- [Problem description]: In the yellow fever overview, during what period are infected people infectious to mosquitoes?

- [Excerpt to read]:
++++++++
Yellow Fever is a mosquito-borne disease caused by a virus found in tropical and subtropical areas of South America and Africa. Yellow fever is a disease caused by a virus that is spread to people by the bite of an infected mosquito. Illness ranges in severity from a self-limited febrile illness to severe liver disease with bleeding
Yellow fever is vaccine-preventable, but in order to prevent epidemics we must continue to improve vaccination coverage in higher-risk countries.
What is the global impact of yellow fever?
- Yellow fever virus is estimated to cause 200,000 cases of disease and 30,000 deaths each year, with 90% occurring in Africa.
- 20% to 50% of infected persons who develop severe disease die.
- Yellow fever virus is transmitted to people primarily through the bite of infected Aedes or Haemagogus mosquitoes. People infected with yellow fever virus are infectious to mosquitoes shortly before the onset of fever and up to 5 days after onset.
- Outbreaks of yellow fever, which often occur when the disease is introduced to densely populated urban areas, can have disruptive effects on economies and health care systems.
Who is at risk?
- Anyone exposed to mosquitoes in countries where yellow fever is endemic is at risk, including travelers, unless they have received the yellow fever vaccine.
- A single dose of yellow fever vaccine provides lifelong protection for most people.
- No specific treatments have been found to benefit patients with yellow fever. Whenever possible, yellow fever patients should be hospitalized for supportive care and close observation. Treatment is symptomatic.
What is CDC doing?
- CDC helps the World Health Organization assess yellow fever virus activity in selected African countries and implement protocols related to yellow fever vaccine immunity and safety.
- CDC also provides technical assistance to the GAVI-sponsored Yellow Fever Initiative that aims to reduce the risk of yellow fever epidemics by improving vaccination coverage in higher risk countries.
++++++++
- [Raw data]:
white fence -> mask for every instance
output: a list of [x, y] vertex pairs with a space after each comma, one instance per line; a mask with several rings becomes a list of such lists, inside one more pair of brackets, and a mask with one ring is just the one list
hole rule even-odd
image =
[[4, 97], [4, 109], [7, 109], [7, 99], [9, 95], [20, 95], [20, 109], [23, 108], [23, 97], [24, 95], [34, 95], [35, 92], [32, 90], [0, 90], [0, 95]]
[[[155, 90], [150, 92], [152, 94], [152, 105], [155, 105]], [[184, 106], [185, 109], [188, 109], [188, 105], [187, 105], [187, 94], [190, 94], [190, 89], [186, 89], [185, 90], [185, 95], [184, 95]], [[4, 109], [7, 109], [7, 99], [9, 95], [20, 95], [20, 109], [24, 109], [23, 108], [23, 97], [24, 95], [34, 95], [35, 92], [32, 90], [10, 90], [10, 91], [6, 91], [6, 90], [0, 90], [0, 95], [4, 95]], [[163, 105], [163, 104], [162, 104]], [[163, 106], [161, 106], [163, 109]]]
++++++++
- [Your solution]: From shortly before the onset of fever until up to 5 days after onset.